INSTRUCTION ::
Convert every line of the records below into a JSON list of strings, one string per line, with blank lines omitted.

[Start of section]

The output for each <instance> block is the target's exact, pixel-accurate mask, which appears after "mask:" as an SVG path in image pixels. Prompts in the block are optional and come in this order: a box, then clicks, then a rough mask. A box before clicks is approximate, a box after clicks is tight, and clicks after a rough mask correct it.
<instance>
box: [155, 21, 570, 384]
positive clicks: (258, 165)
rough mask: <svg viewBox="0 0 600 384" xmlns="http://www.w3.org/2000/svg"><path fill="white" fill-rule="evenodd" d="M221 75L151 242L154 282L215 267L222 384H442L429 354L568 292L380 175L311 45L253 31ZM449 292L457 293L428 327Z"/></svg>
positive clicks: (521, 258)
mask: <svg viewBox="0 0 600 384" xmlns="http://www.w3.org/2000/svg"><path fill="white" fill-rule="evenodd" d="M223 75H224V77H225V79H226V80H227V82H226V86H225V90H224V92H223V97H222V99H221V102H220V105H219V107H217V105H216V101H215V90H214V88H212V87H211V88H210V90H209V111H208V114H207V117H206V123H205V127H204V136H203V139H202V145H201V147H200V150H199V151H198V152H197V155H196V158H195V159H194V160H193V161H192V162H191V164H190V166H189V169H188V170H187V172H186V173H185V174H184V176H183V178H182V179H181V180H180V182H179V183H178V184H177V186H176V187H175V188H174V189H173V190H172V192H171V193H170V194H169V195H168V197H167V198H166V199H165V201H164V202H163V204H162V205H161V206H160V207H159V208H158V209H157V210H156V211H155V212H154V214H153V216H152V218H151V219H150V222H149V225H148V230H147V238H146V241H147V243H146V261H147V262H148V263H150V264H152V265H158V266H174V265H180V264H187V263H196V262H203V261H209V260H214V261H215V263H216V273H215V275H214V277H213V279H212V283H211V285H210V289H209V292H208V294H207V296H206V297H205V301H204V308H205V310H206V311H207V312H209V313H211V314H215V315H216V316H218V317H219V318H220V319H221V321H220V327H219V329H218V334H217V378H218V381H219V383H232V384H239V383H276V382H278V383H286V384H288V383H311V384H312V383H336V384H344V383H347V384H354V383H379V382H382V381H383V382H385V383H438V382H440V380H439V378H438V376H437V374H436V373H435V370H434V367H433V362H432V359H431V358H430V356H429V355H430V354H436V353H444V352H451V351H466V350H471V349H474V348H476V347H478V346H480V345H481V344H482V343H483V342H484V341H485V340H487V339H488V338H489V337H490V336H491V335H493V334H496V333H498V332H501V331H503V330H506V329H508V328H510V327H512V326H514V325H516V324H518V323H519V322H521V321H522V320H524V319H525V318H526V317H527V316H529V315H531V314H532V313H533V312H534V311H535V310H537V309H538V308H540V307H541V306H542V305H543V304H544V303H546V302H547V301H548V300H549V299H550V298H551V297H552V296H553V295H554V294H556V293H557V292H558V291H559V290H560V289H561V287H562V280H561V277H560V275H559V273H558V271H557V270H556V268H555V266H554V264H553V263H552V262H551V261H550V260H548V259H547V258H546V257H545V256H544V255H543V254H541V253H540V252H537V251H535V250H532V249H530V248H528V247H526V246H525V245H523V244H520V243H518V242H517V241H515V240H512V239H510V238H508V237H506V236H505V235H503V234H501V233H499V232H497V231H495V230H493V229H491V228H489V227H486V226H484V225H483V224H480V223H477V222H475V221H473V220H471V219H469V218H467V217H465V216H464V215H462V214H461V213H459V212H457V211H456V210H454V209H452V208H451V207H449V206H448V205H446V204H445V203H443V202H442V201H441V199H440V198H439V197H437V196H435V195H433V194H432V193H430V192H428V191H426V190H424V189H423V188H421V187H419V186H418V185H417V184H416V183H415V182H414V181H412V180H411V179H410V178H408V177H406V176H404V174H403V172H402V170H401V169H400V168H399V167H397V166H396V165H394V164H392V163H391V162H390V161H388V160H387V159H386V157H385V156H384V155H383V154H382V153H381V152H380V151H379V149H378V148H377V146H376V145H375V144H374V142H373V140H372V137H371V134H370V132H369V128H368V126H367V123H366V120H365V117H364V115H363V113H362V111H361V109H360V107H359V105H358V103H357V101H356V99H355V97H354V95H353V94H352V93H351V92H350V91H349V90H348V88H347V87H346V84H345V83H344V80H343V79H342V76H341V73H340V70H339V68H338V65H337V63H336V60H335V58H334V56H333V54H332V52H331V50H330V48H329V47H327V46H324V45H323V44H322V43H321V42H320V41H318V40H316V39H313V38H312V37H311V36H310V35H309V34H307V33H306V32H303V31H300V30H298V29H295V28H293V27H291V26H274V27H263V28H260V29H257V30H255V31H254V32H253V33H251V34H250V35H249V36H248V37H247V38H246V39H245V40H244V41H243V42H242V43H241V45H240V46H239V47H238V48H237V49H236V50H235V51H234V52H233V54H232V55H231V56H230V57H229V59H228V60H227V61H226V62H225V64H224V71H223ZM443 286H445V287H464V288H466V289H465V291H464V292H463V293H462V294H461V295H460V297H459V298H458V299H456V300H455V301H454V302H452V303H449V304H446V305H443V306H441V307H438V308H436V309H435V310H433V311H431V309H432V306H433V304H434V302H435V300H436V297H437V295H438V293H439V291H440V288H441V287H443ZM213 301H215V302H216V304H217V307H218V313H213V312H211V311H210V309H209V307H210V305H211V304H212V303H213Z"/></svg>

[End of section]

SOLUTION TO THIS EXERCISE ::
[
  "The output for each <instance> block is the target's exact, pixel-accurate mask, which appears after \"mask:\" as an SVG path in image pixels. Prompts in the block are optional and come in this order: a box, then clicks, then a rough mask. A box before clicks is approximate, a box after clicks is tight, and clicks after a rough mask correct it.",
  "<instance>",
  "box: [155, 21, 570, 384]",
  "positive clicks: (258, 165)",
  "rough mask: <svg viewBox=\"0 0 600 384\" xmlns=\"http://www.w3.org/2000/svg\"><path fill=\"white\" fill-rule=\"evenodd\" d=\"M221 75L151 242L154 282L215 267L222 384H442L429 354L568 292L380 175L311 45L253 31ZM449 292L457 293L428 327Z\"/></svg>",
  "positive clicks: (521, 258)",
  "mask: <svg viewBox=\"0 0 600 384\" xmlns=\"http://www.w3.org/2000/svg\"><path fill=\"white\" fill-rule=\"evenodd\" d=\"M223 75H224V77H225V79H226V80H227V82H226V86H225V90H224V92H223V97H222V99H221V102H220V105H219V107H217V105H216V101H215V90H214V88H212V87H211V88H210V90H209V111H208V114H207V117H206V123H205V127H204V136H203V139H202V145H201V147H200V150H199V151H198V152H197V155H196V158H195V159H194V160H193V161H192V162H191V164H190V166H189V169H188V170H187V172H186V173H185V174H184V176H183V178H182V179H181V180H180V182H179V183H178V184H177V186H176V187H175V188H174V189H173V190H172V192H171V193H170V194H169V195H168V197H167V198H166V199H165V201H164V202H163V204H162V205H161V206H160V207H159V208H158V209H157V210H156V211H155V212H154V214H153V216H152V218H151V219H150V222H149V225H148V230H147V238H146V241H147V243H146V261H147V262H148V263H150V264H152V265H158V266H174V265H180V264H187V263H196V262H203V261H209V260H214V261H215V263H216V273H215V275H214V277H213V279H212V283H211V285H210V289H209V292H208V294H207V296H206V297H205V301H204V308H205V310H206V311H207V312H209V313H211V314H215V315H216V316H218V317H219V318H220V319H221V321H220V327H219V329H218V334H217V378H218V381H219V383H232V384H239V383H276V382H278V383H286V384H288V383H311V384H312V383H336V384H344V383H347V384H354V383H379V382H382V381H383V382H385V383H438V382H440V380H439V378H438V376H437V374H436V373H435V370H434V367H433V362H432V359H431V358H430V356H429V355H430V354H436V353H444V352H451V351H466V350H471V349H474V348H476V347H478V346H480V345H481V344H482V343H483V342H484V341H485V340H487V339H488V338H489V337H490V336H491V335H493V334H496V333H498V332H501V331H503V330H506V329H508V328H510V327H512V326H514V325H516V324H518V323H519V322H521V321H522V320H524V319H525V318H526V317H527V316H529V315H531V314H532V313H533V312H534V311H535V310H537V309H538V308H540V307H541V306H542V305H543V304H544V303H546V302H547V301H548V300H549V299H550V298H551V297H552V296H553V295H554V294H556V293H557V292H558V291H559V290H560V289H561V287H562V280H561V277H560V275H559V273H558V271H557V270H556V268H555V266H554V264H553V263H552V262H551V261H550V260H548V259H547V258H546V257H545V256H544V255H543V254H541V253H540V252H537V251H535V250H532V249H530V248H528V247H526V246H525V245H523V244H520V243H518V242H517V241H515V240H512V239H510V238H508V237H506V236H505V235H503V234H501V233H499V232H497V231H495V230H493V229H491V228H489V227H486V226H484V225H483V224H480V223H477V222H475V221H473V220H471V219H469V218H467V217H465V216H464V215H462V214H461V213H459V212H457V211H456V210H454V209H452V208H451V207H449V206H448V205H446V204H445V203H443V202H442V201H441V199H440V198H439V197H437V196H435V195H433V194H432V193H430V192H428V191H426V190H424V189H423V188H421V187H419V186H418V185H417V184H416V183H415V182H414V181H412V180H411V179H410V178H408V177H406V176H404V174H403V172H402V170H401V169H400V168H399V167H397V166H396V165H394V164H392V163H391V162H390V161H388V160H387V159H386V157H385V156H384V155H383V154H382V153H381V152H380V151H379V149H378V148H377V146H376V145H375V144H374V142H373V140H372V137H371V134H370V132H369V128H368V126H367V123H366V120H365V117H364V115H363V113H362V111H361V109H360V107H359V105H358V103H357V101H356V99H355V97H354V95H353V94H352V93H351V92H350V91H349V90H348V88H347V87H346V84H345V83H344V80H343V79H342V76H341V73H340V70H339V68H338V65H337V63H336V60H335V58H334V56H333V54H332V52H331V50H330V48H329V47H327V46H324V45H323V44H322V43H321V42H320V41H318V40H316V39H313V38H312V37H311V36H310V35H309V34H307V33H306V32H303V31H300V30H298V29H295V28H293V27H291V26H274V27H263V28H260V29H257V30H255V31H254V32H253V33H251V34H250V35H249V36H248V37H247V38H246V39H245V40H244V41H243V42H242V43H241V45H240V46H239V47H238V48H237V49H236V50H235V51H234V52H233V54H232V55H231V56H230V57H229V59H228V60H227V61H226V62H225V64H224V71H223ZM443 286H445V287H464V288H466V289H465V291H464V292H463V293H462V294H461V295H460V297H459V298H458V299H456V300H455V301H454V302H452V303H449V304H446V305H443V306H441V307H438V308H436V309H435V310H433V311H431V309H432V306H433V304H434V302H435V300H436V297H437V295H438V293H439V291H440V288H441V287H443ZM213 301H215V302H216V304H217V307H218V313H213V312H211V311H210V309H209V307H210V305H211V304H212V303H213Z\"/></svg>"
]